» EXTRACT PROVIDED:
● ● ● ● ●

Published in the Summer 2023 Newsletter.
My silences had not protected me. Your silences will not protect you.
—Audre Lorde
The Cancer Journals
Our silence has been long and deep. . . . In canonical literature, we have always been spoken for. Or we have been spoken to. Or we have appeared as jokes or as flat figures suggesting sensuality. Today we are taking back our narrative, telling our story.
—Toni Morrison
“Keep Your Eyes on the Prize”
In late 1984, Essence Magazine published a conversation between Audre Lorde and James Baldwin entitled “Revolutionary Hope.” I begin with Baldwin’s words:
One of the dangers of being a Black American is being schizophrenic, and I mean “schizophrenic” in the most literal sense. To be a Black American is in some ways to be born with the desire to be white. It’s a part of the price you pay for being born here, and it affects every Black person. . . . Du Bois believed in the American dream. So did Martin. So did Malcolm. So do I. So do you. That’s why we’re sitting here.
Although this may seem familiar—Baldwin speaks here about a desire to be white, or to be a part of the American dream and double consciousness à la Du Bois—Audre Lorde is not convinced:
I don’t, honey. I’m sorry, I just can’t let that go past. Deep, deep, deep down I know that dream was never mine. And I wept and I cried and I fought and I stormed, but I just knew it. I was Black. I was female. And I was out—out—by any construct wherever the power lay. So if I had to claw myself insane, if I lived I was going to have to do it alone. Nobody was dreaming about me. Nobody was even studying me except as something to wipe out.

● ● ● ● ●

» STUDY MATERIAL:
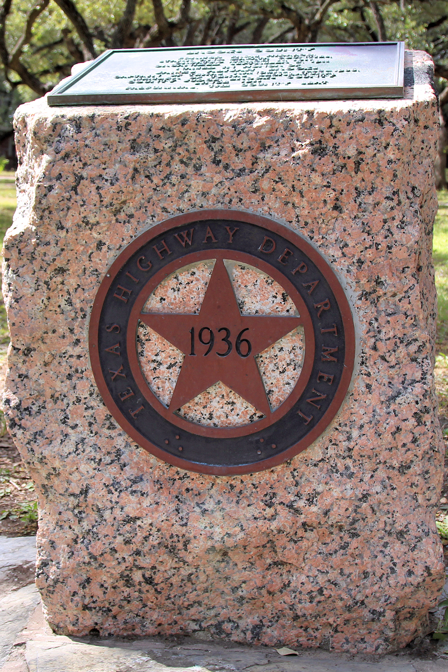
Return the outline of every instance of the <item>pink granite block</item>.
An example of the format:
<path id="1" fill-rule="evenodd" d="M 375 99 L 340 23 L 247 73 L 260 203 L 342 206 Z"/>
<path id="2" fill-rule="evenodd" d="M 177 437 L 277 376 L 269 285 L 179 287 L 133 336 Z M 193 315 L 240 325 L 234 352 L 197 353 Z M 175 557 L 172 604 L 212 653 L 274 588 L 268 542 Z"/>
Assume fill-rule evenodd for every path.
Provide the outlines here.
<path id="1" fill-rule="evenodd" d="M 406 58 L 403 99 L 56 108 L 41 99 L 18 110 L 4 403 L 39 497 L 37 582 L 56 632 L 379 653 L 424 628 L 443 583 L 437 115 L 429 57 Z M 302 234 L 339 274 L 356 323 L 339 414 L 305 452 L 256 474 L 199 474 L 148 454 L 112 419 L 89 360 L 93 302 L 118 253 L 203 208 L 251 210 Z M 249 270 L 233 278 L 249 314 L 287 310 Z M 207 269 L 198 274 L 187 284 L 196 309 Z M 181 310 L 188 271 L 170 282 L 151 300 Z M 163 367 L 179 355 L 140 335 L 148 384 L 169 398 Z M 291 377 L 301 366 L 300 335 L 287 338 L 263 353 L 274 405 L 287 393 L 275 370 Z M 221 426 L 250 415 L 234 401 L 234 417 L 214 416 Z M 214 402 L 188 412 L 201 403 Z"/>

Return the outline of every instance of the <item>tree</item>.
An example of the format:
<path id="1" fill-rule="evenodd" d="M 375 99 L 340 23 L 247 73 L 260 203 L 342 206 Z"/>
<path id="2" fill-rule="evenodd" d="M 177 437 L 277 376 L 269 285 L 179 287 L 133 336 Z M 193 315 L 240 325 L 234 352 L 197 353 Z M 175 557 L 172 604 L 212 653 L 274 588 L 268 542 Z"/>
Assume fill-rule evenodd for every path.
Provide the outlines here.
<path id="1" fill-rule="evenodd" d="M 109 48 L 400 40 L 431 54 L 446 91 L 447 28 L 446 0 L 3 0 L 0 60 L 29 98 Z"/>

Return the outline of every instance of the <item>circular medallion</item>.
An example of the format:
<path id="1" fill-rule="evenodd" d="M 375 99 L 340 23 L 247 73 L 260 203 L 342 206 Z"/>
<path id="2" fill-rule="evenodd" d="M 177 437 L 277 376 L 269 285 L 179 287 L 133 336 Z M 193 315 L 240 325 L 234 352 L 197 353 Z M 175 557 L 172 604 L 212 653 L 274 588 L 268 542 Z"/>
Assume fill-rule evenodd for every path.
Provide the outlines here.
<path id="1" fill-rule="evenodd" d="M 344 292 L 309 243 L 237 210 L 172 217 L 112 264 L 90 322 L 104 403 L 171 464 L 246 474 L 328 426 L 353 370 Z"/>

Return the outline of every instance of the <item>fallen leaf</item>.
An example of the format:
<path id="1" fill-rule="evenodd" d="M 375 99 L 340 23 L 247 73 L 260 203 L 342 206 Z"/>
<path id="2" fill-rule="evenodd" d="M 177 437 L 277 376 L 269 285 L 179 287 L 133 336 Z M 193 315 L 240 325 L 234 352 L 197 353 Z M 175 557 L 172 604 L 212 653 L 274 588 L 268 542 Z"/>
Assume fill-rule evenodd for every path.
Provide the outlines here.
<path id="1" fill-rule="evenodd" d="M 281 656 L 298 656 L 297 651 L 293 651 L 292 648 L 288 648 L 287 646 L 282 646 L 281 648 L 276 648 L 275 650 Z"/>

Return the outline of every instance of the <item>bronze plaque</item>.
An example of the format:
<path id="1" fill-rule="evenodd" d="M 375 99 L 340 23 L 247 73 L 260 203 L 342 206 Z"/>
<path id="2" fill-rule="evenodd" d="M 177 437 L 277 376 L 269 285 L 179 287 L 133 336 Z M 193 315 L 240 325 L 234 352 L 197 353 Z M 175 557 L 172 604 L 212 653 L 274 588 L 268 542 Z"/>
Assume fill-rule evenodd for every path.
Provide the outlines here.
<path id="1" fill-rule="evenodd" d="M 50 106 L 393 98 L 404 42 L 159 47 L 105 52 Z"/>
<path id="2" fill-rule="evenodd" d="M 104 403 L 145 450 L 208 474 L 279 464 L 328 426 L 355 331 L 328 262 L 270 218 L 189 212 L 134 240 L 103 278 L 90 356 Z"/>

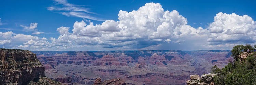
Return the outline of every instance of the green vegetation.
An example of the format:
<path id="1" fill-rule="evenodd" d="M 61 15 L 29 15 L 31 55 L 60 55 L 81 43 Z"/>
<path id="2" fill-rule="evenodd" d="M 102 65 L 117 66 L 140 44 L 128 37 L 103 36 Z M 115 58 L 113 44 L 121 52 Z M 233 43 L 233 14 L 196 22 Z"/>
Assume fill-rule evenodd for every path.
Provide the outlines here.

● ● ● ● ●

» TASK BRIEF:
Pick up the newsletter essay on the Lorde and Baldwin conversation at the point where it stops, and write its next few paragraphs.

» RESPONSE TO THE EXERCISE:
Because of her gender and her sexual identity, Lorde has experienced different dreams and desires. Her clarity about this is astonishing. Grappling with how, or even if, her Black body is able to be a part of the American dream, she makes a crucial statement: “I don’t, honey.”
Lorde has had to create her own dream, which is a question of language. How do people—and perhaps particularly women—with queer, Black queer bodies talk about themselves if they are not part of the essential conversation of the American dream? Is there an epistemology of queering blackness, a language, a new tool of reflection for a new grammar for a queer Black woman?
Through her resistance to the seduction of a dream, Lorde opens possibilities for a language that can articulate the experiences of Black LGBTQIA2S+ (lesbian, gay, bisexual, transgender, questioning, intersex, asexual, and Two-Spirited) individuals. Today, we must imprint the possibility of this new language in a way that changes its grammar for future generations.
Our true stories as Black women are not the American dream. Within that dream, it would be impossible for Lorde to imagine her own narrative. Her future was sacrificed by the narrative of the master. She simply did not exist. Or she existed for a buried history, a servile history, a coolie history, one without autonomy or the truth to free her from social domination.
We cannot underestimate the power of Lorde’s stance: “I don’t, honey.” She spoke for herself. She came to this statement, this clarity, through her work. To tell her story, she knew that it must come from inside. And by starting with herself, she made philosophical inquiries and important critiques about how to construct a canon. Indeed, her “canon” was without precedent for queer Black women. It focuses on two facets of their sexuality: a process of self-actualization and the need to invent concepts so as to improve self-understanding and the reappropriation of the self by the self. Black women have to underline an interiority that is shaped by marginality, as well as trajectories marked by the absence of paths to follow in their self-development.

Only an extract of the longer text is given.